Instructions:
1) Rewrite the stretch of the music production interview from "9. What is on" through "of studio technology?", replacing "Behringer" with "Roland".
2) In the music production interview, why was the producer told as a kid to pick five of their best records and find out what those records were influenced by? Answer in one to three sentences.
3) Continue the music production interview from where it stops.

Passage to read:
▼

8. Any specific production tricks?
“One is the way I use samples. Like with my latest tune, I sampled a kick from an old Bugz In The Attic record, percussion hits from an old DJ Gregory record and a hi-hat from an old Kerry Chandler record. Then I went about trying to make that beat into my own; chopping cuts and flipping rolls and processing and bouncing.
"When you listen to a GotSome record, listen to the collection of samples: you can hear what I was influenced by at the time, be it late 80s house or a hip-hop jam from the mid-2000s. When I was a kid, someone told me to pick five of your best records, then find out what they were influenced by. It’s like a musical family tree of samples. It gives you the knowledge of the music you’re trying to produce.”
9. What is on your wish list gear-wise?
“I’m keen to try out all the new Behringer clones plus that new SSL SiX Desktop Mixer – that looks tight AF.”
10. What would you like to see developed in terms of studio technology?
“I love all the classic old synths but they’re all so expensive. It would be great to see more clones and replicas, more boutique-style synths for the kids to use for £200-300.”
11. Any advice from playing live?

▲

Data extracts:
▼

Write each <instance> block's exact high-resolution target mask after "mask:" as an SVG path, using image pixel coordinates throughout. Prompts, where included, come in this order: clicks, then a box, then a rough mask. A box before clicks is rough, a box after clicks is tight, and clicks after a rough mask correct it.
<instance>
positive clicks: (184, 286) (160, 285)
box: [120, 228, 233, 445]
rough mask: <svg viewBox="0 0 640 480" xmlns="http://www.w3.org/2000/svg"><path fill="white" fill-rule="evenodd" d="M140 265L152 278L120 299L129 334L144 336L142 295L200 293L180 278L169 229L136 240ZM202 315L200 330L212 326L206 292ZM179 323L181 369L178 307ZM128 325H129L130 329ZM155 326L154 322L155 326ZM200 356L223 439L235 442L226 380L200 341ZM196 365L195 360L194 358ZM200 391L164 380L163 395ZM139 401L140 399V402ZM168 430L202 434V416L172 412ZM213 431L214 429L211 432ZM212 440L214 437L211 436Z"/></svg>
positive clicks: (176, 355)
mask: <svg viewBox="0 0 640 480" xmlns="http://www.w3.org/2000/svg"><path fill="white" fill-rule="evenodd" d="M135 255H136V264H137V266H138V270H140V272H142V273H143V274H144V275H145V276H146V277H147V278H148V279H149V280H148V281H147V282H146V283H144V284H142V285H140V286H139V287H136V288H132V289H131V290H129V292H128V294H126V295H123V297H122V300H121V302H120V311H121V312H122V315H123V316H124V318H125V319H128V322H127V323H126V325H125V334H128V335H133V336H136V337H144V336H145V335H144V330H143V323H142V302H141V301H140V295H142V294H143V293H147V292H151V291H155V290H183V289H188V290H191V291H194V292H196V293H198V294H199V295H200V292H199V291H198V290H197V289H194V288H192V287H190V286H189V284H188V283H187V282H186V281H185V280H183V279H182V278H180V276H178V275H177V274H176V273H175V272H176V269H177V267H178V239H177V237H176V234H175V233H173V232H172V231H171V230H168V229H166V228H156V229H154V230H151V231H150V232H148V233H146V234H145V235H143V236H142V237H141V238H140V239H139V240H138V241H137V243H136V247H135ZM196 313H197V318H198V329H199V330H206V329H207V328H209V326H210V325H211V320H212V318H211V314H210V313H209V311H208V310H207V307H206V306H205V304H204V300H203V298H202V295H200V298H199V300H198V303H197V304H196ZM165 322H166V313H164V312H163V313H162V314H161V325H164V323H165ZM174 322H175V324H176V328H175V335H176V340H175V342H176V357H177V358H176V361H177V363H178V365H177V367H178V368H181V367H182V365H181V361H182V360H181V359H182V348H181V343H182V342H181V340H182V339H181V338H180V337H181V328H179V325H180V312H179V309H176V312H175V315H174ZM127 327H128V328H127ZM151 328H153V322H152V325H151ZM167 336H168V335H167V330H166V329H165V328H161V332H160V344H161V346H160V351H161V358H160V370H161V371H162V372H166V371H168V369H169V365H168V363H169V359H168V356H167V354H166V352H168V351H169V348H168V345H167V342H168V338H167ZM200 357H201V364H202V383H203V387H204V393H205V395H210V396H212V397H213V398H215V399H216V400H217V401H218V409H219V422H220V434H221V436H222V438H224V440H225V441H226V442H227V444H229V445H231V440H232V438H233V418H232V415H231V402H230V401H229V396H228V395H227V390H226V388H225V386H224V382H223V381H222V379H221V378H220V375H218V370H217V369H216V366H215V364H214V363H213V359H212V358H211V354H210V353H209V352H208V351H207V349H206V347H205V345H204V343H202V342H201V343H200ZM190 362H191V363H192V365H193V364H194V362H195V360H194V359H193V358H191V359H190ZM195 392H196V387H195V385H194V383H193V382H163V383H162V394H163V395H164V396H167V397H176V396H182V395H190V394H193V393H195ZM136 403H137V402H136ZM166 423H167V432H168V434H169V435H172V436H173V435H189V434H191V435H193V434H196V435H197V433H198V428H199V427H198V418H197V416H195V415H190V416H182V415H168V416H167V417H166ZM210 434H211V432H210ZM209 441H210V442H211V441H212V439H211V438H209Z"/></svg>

▲

Answers to each task:
1)
9. What is on your wish list gear-wise?
“I’m keen to try out all the new Roland clones plus that new SSL SiX Desktop Mixer – that looks tight AF.”
10. What would you like to see developed in terms of studio technology?

2) Tracing what your favorite records were influenced by builds a musical family tree of samples. That gives you knowledge of the music you're trying to produce.

3)
“You can be the best bedroom DJ/producer, but the stuff you learn on the road is far more important than what you learn in the bedroom. So get out there and do it; failing is just as important as being successful.”
12. And from working in the studio?
“There are no shortcuts. Most people you look up to have been doing this for most of their lives, so don’t think it’s a walk in the park.”
13. And from the music industry?
“Carry on going even if you want to give up. Everyone struggles. This industry is full of ups and downs.”
14. Tell us about your latest release...
“It’s called River Ocean. I first heard this vocal when I was a kid on an old (Good Looking Records) jungle 12’ by an artist called Peshay. The song was Vocal Tune, the b-side to his classic hit Piano Tune. A couple of years ago I was playing B2B with my mate DJ Die.
"He played me a DJ edit of the original song by Little Louie Vega & India and I never knew it was them; I had always thought it was a Peshay vocal tune. I found out it had gone from being a deep house record on Strictly Rhythm to then being re-sampled into a jungle record in the late 90s.
“I wanted to do something different to what Peshay had done on his jungle mix but bring it back to a house tempo so I could play it in my DJ sets. So I researched how Peshay had done his process.
"I re-wrote the chords and re-sampled India’s vocals from the Junior Boys remix, where the acapella slips and there is an easy and clean sample gap. So this is my flip of the original song with a nod to my jungle roots and Peshay.”
15. What have you got coming up?
“I’ve been writing throughout the lockdown, so I’m keen to get back into the studio and lay the ideas down. Also, I want to start my record label, not necessarily solely for GotSome but for me and my pals to put music out – a simple grassroots thing and to do small nights to celebrate the latest releases, stuff like that.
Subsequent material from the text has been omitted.